Dataset entries
* Begin *
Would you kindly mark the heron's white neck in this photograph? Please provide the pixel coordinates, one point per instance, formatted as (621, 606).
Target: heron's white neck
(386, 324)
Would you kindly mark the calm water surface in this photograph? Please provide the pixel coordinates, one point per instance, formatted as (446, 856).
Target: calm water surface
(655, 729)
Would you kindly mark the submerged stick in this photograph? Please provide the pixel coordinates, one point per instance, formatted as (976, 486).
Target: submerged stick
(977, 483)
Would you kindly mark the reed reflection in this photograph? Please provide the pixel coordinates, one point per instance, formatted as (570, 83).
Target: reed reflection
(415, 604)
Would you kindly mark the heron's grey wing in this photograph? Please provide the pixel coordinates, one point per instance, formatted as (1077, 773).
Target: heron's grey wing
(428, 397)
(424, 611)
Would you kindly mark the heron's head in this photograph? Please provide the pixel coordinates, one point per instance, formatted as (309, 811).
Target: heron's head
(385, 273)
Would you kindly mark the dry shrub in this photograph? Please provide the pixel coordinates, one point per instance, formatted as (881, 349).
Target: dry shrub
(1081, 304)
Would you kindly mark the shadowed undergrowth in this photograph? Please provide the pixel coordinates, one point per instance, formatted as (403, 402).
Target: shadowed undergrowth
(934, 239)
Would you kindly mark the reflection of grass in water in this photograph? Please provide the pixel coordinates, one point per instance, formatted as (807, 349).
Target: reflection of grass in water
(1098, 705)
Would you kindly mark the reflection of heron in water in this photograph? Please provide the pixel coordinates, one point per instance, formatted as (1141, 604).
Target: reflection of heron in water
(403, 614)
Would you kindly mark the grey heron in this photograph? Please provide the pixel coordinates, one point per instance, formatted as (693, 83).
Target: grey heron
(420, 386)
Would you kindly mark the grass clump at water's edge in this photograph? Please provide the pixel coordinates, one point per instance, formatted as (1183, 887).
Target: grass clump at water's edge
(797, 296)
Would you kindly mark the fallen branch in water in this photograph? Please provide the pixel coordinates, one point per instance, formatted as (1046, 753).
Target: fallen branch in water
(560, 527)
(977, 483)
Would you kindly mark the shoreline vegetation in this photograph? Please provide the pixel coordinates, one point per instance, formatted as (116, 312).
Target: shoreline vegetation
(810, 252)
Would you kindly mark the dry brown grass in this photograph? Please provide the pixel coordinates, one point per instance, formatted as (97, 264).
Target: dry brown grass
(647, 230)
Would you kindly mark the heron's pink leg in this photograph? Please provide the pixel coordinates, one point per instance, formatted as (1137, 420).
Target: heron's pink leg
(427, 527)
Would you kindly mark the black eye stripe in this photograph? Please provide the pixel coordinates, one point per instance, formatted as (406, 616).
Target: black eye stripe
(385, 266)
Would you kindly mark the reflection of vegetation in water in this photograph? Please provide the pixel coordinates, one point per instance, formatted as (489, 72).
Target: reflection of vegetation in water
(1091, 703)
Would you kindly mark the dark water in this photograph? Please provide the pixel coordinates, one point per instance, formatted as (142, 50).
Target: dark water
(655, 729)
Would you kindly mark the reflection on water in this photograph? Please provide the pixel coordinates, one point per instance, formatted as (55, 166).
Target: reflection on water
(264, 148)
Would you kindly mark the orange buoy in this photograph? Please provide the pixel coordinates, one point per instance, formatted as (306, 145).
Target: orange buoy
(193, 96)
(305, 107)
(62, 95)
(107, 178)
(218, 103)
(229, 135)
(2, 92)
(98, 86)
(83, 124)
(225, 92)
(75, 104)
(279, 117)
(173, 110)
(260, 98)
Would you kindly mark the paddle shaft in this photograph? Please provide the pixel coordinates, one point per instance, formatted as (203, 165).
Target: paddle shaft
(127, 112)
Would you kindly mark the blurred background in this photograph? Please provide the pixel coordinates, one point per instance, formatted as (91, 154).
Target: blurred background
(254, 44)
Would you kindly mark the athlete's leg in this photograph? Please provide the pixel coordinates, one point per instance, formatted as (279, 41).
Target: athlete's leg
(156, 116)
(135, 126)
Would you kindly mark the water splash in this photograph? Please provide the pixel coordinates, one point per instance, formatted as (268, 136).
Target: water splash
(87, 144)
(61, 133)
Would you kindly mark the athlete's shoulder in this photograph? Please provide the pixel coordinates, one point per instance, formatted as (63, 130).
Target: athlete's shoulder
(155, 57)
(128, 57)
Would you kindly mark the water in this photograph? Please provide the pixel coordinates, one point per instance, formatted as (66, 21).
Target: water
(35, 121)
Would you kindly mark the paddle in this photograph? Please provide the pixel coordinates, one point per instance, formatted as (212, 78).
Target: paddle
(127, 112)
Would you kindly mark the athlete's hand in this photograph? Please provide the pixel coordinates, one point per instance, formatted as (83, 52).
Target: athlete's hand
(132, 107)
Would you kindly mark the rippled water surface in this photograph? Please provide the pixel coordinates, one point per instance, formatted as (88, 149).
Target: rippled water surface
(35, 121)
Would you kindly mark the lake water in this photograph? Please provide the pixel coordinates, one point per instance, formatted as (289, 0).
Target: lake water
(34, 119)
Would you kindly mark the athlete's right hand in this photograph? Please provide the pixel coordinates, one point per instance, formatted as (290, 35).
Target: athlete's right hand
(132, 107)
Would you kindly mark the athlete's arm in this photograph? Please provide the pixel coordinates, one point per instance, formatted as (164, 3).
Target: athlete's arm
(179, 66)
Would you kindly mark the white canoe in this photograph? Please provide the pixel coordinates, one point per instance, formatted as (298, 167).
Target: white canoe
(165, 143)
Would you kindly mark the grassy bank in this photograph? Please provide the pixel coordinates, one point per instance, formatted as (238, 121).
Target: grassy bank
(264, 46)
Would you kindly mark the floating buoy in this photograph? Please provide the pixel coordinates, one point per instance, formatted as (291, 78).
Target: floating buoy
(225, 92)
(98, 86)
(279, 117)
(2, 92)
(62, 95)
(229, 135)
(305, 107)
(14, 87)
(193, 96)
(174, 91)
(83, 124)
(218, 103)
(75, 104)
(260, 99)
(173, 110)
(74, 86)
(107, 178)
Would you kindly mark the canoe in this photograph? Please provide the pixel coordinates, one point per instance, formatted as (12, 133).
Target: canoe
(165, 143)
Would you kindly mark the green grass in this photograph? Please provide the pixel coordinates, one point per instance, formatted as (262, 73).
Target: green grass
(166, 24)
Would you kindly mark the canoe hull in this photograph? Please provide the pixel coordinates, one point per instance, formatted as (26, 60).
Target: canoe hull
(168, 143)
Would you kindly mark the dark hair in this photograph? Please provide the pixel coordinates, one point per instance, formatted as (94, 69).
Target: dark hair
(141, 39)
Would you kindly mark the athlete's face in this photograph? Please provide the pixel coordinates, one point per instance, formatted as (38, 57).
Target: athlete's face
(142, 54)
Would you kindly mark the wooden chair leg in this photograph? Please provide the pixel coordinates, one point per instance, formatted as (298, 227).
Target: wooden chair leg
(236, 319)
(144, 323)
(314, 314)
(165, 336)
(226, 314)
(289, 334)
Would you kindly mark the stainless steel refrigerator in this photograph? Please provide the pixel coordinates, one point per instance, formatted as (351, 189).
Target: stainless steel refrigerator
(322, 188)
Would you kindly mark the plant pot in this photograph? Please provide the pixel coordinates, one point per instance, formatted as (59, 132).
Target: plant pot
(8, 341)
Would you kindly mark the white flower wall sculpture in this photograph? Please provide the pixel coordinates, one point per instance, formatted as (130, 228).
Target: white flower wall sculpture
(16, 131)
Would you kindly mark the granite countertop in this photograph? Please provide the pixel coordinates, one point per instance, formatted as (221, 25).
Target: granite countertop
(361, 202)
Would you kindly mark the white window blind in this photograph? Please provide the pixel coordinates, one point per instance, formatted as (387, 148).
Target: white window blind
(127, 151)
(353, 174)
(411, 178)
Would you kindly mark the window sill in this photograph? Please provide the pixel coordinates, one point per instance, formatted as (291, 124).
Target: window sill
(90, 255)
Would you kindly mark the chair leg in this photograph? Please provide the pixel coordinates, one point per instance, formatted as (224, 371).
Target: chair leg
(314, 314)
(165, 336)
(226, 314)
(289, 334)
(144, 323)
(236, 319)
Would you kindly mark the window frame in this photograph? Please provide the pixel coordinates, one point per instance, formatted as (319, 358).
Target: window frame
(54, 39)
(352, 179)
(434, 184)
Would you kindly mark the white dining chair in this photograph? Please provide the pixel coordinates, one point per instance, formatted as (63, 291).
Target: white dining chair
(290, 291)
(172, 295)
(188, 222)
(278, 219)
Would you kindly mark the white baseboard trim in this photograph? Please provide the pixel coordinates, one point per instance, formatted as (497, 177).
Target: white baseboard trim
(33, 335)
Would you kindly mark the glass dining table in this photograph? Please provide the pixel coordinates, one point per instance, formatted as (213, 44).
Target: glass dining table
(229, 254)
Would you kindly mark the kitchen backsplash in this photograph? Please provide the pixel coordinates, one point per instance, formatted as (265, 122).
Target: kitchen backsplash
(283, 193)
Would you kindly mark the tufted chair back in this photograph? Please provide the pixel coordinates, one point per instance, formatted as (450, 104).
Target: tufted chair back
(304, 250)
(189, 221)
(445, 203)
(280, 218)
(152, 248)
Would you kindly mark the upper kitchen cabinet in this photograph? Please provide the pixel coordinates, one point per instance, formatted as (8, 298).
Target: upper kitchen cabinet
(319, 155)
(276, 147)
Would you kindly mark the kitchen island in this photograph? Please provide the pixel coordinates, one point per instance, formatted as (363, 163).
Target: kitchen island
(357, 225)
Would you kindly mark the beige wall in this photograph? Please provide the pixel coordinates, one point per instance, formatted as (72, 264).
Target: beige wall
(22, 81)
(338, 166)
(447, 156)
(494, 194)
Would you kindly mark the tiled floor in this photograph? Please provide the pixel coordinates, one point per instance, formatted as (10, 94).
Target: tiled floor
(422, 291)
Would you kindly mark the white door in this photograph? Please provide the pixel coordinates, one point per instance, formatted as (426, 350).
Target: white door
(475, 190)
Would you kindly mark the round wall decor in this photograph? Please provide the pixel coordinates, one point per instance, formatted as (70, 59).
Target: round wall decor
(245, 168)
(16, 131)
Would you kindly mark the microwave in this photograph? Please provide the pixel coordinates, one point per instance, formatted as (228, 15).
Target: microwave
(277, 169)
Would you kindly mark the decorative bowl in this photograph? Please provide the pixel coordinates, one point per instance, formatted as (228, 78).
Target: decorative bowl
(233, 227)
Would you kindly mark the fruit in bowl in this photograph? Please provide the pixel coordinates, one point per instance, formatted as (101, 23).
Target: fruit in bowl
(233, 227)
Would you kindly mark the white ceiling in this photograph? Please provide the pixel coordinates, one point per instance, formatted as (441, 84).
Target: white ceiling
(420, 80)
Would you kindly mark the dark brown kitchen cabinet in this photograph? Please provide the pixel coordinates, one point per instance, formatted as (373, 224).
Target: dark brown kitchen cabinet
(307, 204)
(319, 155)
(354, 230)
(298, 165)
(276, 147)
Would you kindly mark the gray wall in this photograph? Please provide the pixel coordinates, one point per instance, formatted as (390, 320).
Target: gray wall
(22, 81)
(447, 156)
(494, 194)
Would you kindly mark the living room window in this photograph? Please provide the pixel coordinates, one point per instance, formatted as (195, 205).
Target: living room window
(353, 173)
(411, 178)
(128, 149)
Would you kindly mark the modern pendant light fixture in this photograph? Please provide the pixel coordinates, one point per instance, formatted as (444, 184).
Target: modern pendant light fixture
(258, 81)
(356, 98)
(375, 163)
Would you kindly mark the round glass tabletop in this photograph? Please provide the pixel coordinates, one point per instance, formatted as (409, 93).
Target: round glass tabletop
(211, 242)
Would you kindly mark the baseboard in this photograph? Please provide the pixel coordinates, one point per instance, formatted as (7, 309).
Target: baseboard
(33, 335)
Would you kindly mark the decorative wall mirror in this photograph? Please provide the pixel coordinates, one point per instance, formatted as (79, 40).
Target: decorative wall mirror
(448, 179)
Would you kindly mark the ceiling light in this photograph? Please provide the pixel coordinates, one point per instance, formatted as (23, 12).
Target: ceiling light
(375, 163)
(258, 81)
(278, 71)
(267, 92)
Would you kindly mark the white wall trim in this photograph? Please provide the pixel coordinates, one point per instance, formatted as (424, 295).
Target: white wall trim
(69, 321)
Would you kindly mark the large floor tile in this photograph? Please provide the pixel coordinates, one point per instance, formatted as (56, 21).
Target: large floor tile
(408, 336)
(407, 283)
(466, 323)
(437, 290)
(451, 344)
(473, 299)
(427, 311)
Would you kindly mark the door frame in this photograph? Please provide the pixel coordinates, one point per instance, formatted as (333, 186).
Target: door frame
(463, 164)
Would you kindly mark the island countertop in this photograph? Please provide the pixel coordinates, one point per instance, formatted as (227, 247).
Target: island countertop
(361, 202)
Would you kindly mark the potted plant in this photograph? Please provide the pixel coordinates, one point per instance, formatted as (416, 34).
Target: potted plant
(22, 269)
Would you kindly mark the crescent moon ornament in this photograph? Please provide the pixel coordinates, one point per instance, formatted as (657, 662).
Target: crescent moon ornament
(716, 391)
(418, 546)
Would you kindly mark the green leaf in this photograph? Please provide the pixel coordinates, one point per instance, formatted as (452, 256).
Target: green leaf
* End *
Lay out the lines of the records from the line containing "Would you kindly mark the crescent" through the end of the records as a JSON list of strings, one string per line, with both ends included and blank lines omitted.

## RESULT OF THE EXERCISE
[
  "Would you kindly mark the crescent moon ornament in this photograph? Please provide the pixel coordinates, one point per instance, formatted as (657, 662).",
  "Target: crescent moon ornament",
  "(716, 391)",
  "(418, 546)",
  "Would you kindly mark the green leaf in this photograph? Please provide the pixel coordinates, one point per instance, formatted as (452, 256).",
  "Target: green leaf"
]